## What is expected
From the forum post on designing large schemas below, copy word for word the stretch from "The model being" through "the enclosed PDF).".

Hello

I join late this interesting discussion which was initialized by George Bina after we had some discussions on one *big* model.
The presentation of this model may give new inputs/thoughts to the discussion.
The problem is "How can we design and write very big schemas, made of dozens and dozens of included or imported schemas".

The model being studied is the combination of S1000D and DITA which, all in all, represents about 1850 elements and 650 attributes.
Such big schemas must be designed in a way that makes their writing and maintenance clear and simple.
They must also be designed in a way that eases the testing and that makes simple the management of the modifications of components.
For the interconnection of S1000D and DITA, the result is a set of 148 schemas, all linked together (you will find them in the enclosed zip file).
A UML representation of this big model has been done : UML was the only good way to design, define, verify and manage correctly the logic of all the <xs:include>, <xs:redefine> and <xs:import> used in those schemas (The UML rep. is in the enclosed PDF).

One challenge was to have each included or imported schema being valid on its own : Confirming what Michael Kay has written, I think that it is not humanely acceptable to manage big schemas where included schemas are "partially valid" or "valid only when they are included in including schema" or "valid when used with some instances and invalid for the others". Checking the global validity would be a mess and be probably just impossible to realize.
Since S1000D is the standard for many industries (the entire Aerospace & Defence industries worldwide), it is not possible to propose schemas to this industry which would not be perfectly valid, with no doubt. It is an obligation that the normative committee of S1000D can declare those schemas valid independently from any context. This will be even more true if we want to propose a S1000D+DITA big model to this industry.

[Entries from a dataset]
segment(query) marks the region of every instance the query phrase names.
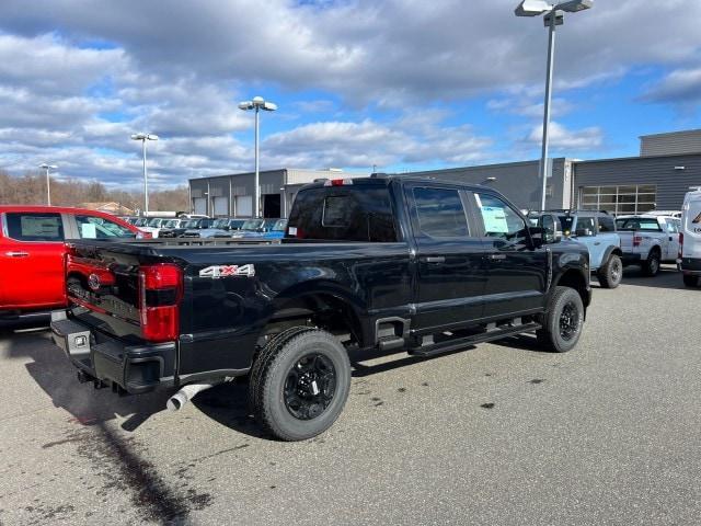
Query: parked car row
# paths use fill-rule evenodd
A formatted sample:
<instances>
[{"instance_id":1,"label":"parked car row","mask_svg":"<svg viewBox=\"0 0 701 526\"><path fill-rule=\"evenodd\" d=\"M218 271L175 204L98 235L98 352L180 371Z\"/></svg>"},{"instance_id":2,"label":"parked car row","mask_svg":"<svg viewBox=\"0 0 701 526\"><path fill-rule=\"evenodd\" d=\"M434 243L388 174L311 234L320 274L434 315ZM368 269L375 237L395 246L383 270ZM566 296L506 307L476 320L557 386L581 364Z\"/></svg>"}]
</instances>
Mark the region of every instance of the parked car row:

## Task output
The model being studied is the combination of S1000D and DITA which, all in all, represents about 1850 elements and 650 attributes.
Such big schemas must be designed in a way that makes their writing and maintenance clear and simple.
They must also be designed in a way that eases the testing and that makes simple the management of the modifications of components.
For the interconnection of S1000D and DITA, the result is a set of 148 schemas, all linked together (you will find them in the enclosed zip file).
A UML representation of this big model has been done : UML was the only good way to design, define, verify and manage correctly the logic of all the <xs:include>, <xs:redefine> and <xs:import> used in those schemas (The UML rep. is in the enclosed PDF).